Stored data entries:
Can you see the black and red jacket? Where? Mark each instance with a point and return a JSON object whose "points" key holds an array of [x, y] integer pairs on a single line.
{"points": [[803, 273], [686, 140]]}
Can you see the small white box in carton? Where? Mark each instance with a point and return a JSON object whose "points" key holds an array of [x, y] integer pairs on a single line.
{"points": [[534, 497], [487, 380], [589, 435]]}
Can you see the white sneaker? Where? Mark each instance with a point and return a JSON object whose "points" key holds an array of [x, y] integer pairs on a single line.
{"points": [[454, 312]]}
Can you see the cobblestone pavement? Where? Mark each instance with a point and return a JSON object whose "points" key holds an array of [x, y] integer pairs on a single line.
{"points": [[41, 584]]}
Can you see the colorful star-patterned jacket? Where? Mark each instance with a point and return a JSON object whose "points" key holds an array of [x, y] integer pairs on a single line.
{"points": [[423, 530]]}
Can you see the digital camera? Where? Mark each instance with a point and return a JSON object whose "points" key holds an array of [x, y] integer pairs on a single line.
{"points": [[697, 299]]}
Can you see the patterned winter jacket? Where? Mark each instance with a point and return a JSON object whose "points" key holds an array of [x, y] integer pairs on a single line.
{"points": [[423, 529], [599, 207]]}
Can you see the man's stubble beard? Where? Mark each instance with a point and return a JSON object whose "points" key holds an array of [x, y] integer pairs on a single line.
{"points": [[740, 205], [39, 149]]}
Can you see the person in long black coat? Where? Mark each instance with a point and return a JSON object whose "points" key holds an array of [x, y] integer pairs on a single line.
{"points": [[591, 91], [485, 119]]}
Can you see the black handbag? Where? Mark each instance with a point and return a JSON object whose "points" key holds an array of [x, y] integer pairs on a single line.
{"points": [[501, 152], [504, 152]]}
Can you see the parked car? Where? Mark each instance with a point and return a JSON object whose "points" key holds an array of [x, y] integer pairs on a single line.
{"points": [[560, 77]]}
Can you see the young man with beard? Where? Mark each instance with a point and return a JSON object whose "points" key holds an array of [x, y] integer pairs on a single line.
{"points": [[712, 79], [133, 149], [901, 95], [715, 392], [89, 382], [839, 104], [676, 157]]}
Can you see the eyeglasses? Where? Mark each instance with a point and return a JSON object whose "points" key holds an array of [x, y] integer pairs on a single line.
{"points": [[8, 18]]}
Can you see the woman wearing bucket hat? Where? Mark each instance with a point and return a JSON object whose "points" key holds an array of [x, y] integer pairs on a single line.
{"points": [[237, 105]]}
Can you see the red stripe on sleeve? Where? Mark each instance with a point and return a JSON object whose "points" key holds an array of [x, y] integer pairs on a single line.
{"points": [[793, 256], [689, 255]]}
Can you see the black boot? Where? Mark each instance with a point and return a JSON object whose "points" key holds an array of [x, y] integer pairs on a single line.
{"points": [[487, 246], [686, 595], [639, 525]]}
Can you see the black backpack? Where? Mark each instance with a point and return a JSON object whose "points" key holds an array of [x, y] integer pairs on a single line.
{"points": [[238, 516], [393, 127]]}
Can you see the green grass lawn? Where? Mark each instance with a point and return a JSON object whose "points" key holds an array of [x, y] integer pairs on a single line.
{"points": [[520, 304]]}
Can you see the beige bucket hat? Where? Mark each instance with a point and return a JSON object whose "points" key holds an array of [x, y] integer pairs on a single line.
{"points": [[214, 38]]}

- _PROBLEM TO SOLVE_: In the entries, the line containing "Can you see the beige" and every line after it through the last are to be duplicated exactly, and no other line is to be included.

- _EXERCISE OUTPUT_:
Can you see the beige bucket hat? Where? Mark each instance with a point and return a JSON object whose "points" key holds an array of [x, y] integer pairs on a single line.
{"points": [[214, 38]]}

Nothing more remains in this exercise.